* [Exercise instructions]: Using the records below, quote only the span that opens with the line containing "Consider the photo above. Spot each instance of the bush" and closes with the line containing "Consider the photo below. Spot each instance of the low", exactly and inclusively.

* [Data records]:
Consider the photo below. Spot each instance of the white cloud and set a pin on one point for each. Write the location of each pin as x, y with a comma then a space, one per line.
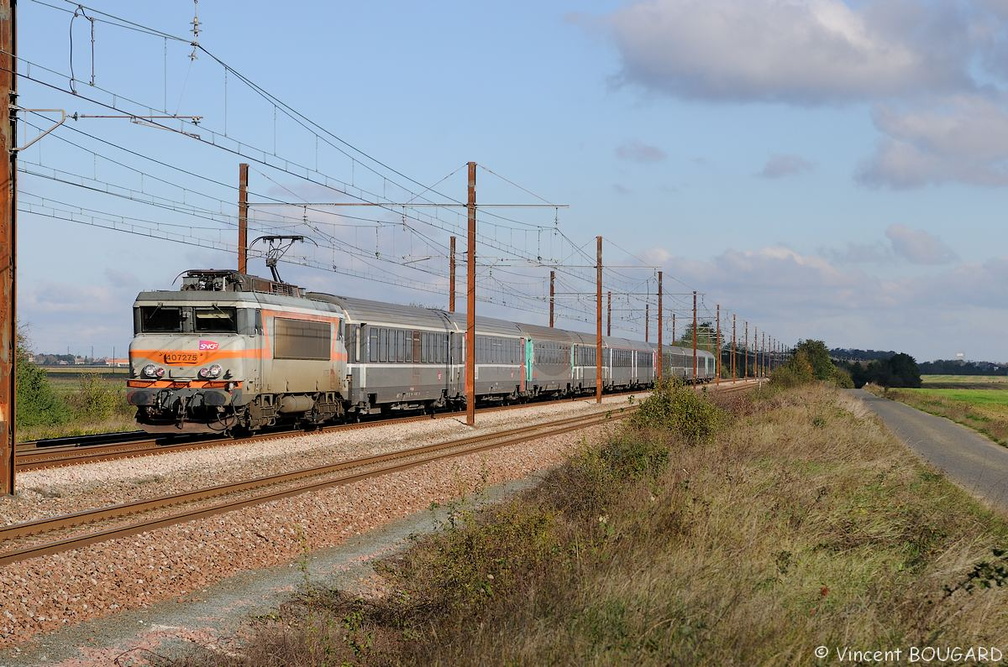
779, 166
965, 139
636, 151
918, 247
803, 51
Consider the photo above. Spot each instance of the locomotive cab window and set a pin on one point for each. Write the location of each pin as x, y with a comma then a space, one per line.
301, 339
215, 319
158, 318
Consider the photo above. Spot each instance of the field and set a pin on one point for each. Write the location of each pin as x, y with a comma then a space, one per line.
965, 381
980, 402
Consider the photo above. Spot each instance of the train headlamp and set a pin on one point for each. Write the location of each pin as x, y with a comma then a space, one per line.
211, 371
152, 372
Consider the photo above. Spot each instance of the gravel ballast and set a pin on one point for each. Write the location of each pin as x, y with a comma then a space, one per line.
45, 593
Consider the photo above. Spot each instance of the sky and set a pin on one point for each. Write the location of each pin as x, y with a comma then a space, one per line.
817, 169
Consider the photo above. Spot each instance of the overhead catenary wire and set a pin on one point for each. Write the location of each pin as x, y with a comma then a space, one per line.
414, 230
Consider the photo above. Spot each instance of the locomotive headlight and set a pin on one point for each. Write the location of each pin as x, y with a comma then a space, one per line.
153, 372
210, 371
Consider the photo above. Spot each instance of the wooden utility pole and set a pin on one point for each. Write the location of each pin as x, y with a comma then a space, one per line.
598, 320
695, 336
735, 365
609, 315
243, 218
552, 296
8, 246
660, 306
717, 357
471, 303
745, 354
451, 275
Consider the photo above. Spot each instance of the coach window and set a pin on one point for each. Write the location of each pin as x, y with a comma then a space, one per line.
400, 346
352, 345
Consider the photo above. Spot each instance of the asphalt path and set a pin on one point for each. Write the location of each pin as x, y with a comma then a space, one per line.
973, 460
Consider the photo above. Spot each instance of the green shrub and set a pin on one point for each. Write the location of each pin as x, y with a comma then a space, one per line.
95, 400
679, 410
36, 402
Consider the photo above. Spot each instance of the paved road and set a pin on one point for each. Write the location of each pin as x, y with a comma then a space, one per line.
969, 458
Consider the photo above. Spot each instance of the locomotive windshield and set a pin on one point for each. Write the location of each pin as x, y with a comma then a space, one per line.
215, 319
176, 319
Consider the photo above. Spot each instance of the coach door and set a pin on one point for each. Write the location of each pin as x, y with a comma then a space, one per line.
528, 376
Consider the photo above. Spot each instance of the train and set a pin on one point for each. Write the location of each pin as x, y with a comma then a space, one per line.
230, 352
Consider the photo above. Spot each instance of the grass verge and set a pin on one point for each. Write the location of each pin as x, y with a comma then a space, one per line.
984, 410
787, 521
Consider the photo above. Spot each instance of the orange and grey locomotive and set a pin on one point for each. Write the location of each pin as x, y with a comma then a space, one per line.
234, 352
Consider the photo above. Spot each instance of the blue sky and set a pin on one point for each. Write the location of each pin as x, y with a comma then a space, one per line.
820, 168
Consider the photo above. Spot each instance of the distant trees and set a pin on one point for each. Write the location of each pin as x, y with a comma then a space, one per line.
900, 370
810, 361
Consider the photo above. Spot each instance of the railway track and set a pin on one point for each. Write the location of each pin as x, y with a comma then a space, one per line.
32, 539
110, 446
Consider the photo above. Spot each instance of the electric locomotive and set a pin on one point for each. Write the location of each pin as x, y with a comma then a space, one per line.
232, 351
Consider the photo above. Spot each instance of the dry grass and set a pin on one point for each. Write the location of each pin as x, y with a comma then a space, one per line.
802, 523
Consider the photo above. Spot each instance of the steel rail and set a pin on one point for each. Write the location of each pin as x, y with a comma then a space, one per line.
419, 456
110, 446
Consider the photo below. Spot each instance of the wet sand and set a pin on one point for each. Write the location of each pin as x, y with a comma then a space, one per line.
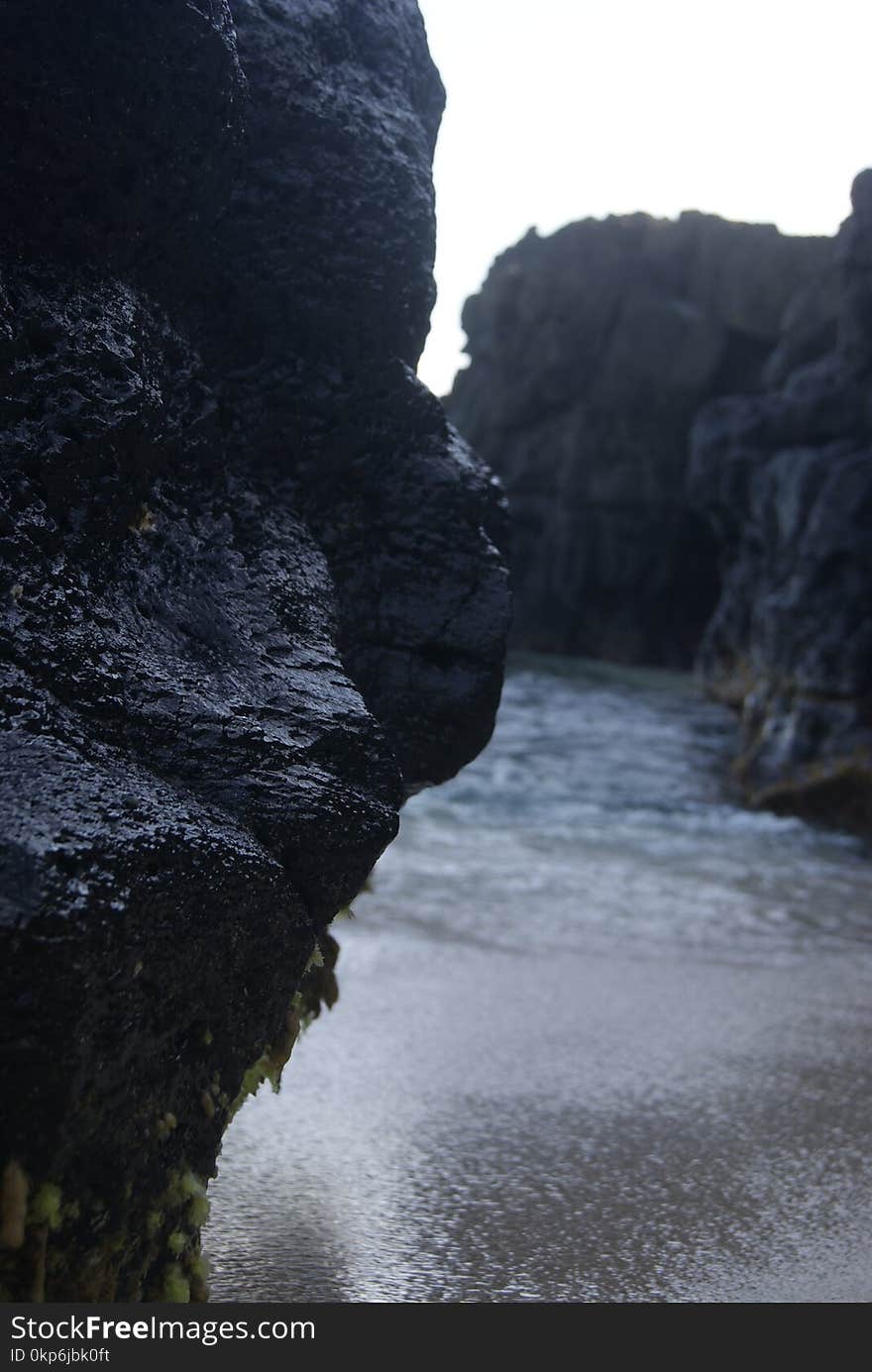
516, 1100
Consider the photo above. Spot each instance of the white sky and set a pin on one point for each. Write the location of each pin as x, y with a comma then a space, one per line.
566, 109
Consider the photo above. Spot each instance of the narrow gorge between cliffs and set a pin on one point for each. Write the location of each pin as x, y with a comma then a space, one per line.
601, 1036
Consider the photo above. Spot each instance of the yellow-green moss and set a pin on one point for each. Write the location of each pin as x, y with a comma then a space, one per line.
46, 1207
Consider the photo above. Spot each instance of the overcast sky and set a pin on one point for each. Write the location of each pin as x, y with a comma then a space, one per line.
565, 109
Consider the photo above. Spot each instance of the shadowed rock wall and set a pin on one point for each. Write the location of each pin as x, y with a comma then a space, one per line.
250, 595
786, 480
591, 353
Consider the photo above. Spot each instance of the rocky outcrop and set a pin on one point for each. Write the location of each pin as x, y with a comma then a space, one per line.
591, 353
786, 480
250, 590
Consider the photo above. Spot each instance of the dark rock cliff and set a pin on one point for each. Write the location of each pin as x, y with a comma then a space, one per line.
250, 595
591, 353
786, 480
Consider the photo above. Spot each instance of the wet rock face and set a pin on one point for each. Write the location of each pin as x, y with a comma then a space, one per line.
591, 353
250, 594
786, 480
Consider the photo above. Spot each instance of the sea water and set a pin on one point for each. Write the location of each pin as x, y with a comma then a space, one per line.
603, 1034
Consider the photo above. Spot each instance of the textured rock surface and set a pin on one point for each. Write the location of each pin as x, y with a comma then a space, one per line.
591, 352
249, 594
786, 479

---

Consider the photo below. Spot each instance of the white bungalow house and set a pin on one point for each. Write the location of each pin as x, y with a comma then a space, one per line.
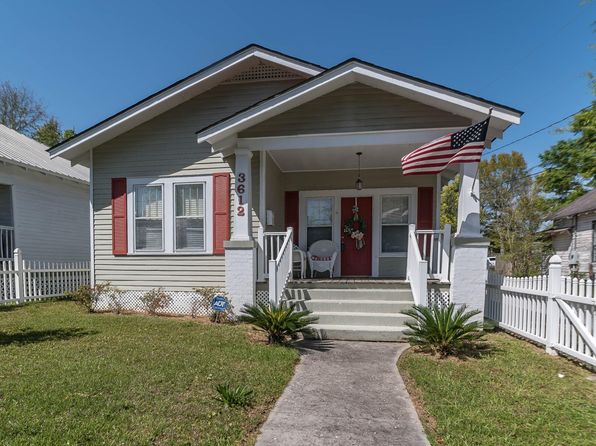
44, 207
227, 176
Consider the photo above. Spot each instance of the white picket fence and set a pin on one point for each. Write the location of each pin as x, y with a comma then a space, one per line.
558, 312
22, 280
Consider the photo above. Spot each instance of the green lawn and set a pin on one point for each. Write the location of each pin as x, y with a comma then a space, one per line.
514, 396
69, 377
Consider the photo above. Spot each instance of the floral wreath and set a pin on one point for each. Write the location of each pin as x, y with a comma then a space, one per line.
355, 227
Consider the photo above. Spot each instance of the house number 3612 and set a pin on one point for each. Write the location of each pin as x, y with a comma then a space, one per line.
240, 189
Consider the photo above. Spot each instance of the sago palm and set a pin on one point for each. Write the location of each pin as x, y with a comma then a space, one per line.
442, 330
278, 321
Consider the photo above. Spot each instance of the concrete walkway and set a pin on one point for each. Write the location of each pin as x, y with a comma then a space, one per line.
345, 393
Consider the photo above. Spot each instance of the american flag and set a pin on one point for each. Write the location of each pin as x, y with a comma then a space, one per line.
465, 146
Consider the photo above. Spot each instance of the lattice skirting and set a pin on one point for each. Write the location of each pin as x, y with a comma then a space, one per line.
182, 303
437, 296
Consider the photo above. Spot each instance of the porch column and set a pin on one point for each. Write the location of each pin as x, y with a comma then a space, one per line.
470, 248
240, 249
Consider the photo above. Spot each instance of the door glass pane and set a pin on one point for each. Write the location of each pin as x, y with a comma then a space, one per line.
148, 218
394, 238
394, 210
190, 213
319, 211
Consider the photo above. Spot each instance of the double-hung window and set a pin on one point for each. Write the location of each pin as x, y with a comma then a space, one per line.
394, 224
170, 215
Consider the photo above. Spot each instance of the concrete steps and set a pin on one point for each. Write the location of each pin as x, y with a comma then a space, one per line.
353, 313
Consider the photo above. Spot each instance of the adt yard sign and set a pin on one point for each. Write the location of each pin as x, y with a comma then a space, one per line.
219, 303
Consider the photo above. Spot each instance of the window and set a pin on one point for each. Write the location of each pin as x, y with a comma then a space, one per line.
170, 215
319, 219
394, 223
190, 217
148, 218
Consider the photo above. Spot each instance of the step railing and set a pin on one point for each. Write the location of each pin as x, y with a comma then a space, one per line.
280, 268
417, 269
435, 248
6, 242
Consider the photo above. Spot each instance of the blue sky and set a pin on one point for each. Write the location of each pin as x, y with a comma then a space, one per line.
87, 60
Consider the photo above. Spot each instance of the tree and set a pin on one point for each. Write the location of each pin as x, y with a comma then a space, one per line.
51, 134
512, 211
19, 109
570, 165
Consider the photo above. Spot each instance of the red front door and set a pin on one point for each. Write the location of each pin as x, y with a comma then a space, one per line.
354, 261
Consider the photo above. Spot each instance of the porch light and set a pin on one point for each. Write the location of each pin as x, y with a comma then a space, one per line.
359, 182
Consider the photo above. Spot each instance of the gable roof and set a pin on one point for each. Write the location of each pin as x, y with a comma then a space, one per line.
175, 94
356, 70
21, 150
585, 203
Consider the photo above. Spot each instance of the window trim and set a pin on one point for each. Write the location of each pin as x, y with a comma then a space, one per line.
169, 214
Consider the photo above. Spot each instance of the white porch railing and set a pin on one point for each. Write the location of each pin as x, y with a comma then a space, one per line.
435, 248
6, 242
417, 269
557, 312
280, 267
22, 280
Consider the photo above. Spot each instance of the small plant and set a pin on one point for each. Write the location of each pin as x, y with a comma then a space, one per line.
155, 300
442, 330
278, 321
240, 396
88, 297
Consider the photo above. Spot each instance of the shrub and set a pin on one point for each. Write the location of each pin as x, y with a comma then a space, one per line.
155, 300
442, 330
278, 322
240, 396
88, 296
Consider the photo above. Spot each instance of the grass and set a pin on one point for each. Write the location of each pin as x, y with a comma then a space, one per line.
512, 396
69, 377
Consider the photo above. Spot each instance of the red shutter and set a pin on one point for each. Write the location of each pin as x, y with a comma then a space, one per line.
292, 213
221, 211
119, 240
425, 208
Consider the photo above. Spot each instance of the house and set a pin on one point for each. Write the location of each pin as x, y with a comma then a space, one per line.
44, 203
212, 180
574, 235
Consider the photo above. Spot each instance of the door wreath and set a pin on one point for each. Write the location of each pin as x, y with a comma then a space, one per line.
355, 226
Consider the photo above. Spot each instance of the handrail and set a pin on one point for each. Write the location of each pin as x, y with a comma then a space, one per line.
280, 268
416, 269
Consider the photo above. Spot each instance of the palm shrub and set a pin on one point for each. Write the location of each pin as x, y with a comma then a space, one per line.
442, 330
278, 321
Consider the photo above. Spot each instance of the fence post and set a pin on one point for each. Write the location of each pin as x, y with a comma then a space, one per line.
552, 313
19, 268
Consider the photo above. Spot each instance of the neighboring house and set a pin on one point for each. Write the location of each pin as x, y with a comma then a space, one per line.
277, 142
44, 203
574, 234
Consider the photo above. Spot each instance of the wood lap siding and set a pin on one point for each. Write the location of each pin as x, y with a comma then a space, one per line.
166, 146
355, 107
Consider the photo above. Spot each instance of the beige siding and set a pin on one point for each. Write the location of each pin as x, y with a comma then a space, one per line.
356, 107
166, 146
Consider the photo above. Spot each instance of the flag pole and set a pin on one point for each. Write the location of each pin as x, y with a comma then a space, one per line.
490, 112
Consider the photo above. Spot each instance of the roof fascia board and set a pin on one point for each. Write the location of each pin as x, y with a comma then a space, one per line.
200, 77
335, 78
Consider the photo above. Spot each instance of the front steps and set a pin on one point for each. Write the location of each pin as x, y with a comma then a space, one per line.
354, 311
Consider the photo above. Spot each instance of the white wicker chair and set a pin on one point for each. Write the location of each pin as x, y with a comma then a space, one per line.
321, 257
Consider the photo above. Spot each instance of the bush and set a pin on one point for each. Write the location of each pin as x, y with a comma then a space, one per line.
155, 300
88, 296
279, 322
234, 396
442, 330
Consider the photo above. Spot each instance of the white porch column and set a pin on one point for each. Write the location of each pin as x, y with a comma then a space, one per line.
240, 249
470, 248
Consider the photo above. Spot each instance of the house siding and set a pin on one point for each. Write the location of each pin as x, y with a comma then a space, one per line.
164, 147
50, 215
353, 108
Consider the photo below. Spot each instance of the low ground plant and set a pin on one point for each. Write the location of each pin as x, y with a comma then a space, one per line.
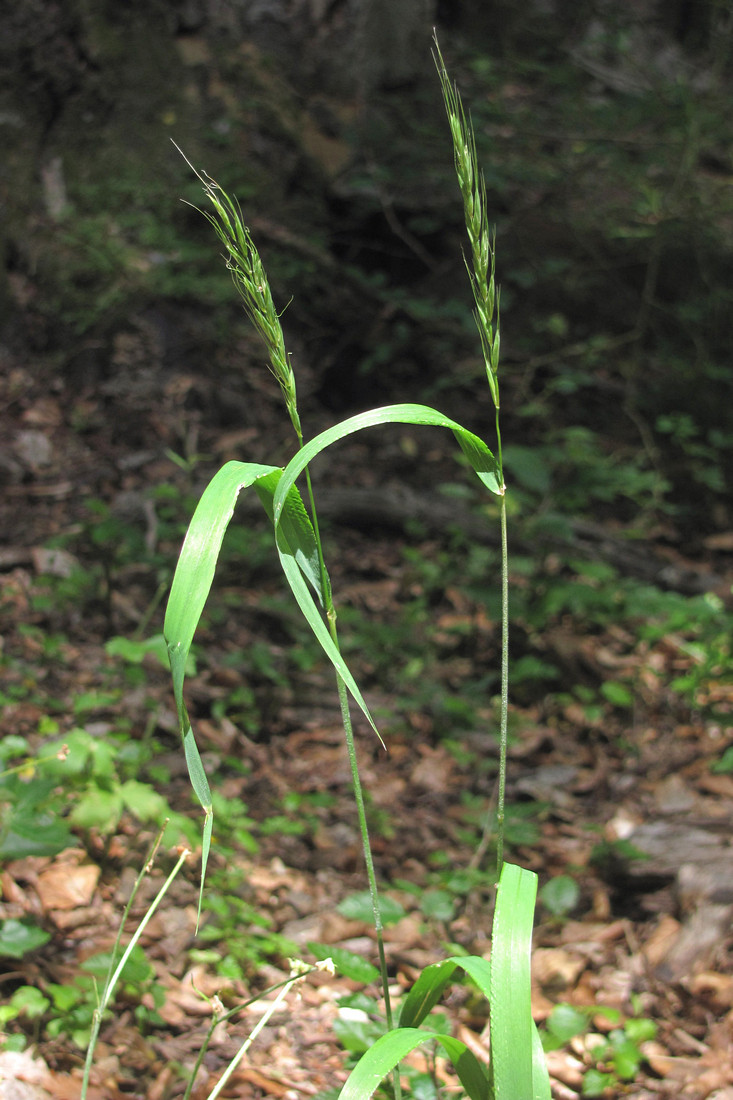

* [Reply to the task]:
Consider the photo above. Spot each instance of the bush and set a pin on one point for each. Write the location of each pin as x, y with a comma then a space, one per line.
155, 300
88, 296
279, 322
234, 396
442, 330
Consider the photo above. Spot each instance of the white porch column and set a pin on one point for each. Write the location of each pin as x, y with a comma then a space, one per line.
240, 249
470, 248
Consider the photo above. Spot each instance of the house siding and set a pin on one point for each. Write the location of each pin as x, y with a comma then a space, one per line.
164, 147
50, 215
353, 108
Consider the photo below. Spot each instance of the low ground plant and set a pin on one point for each. Write the location of each pin as x, y with a comma then a space, one per line.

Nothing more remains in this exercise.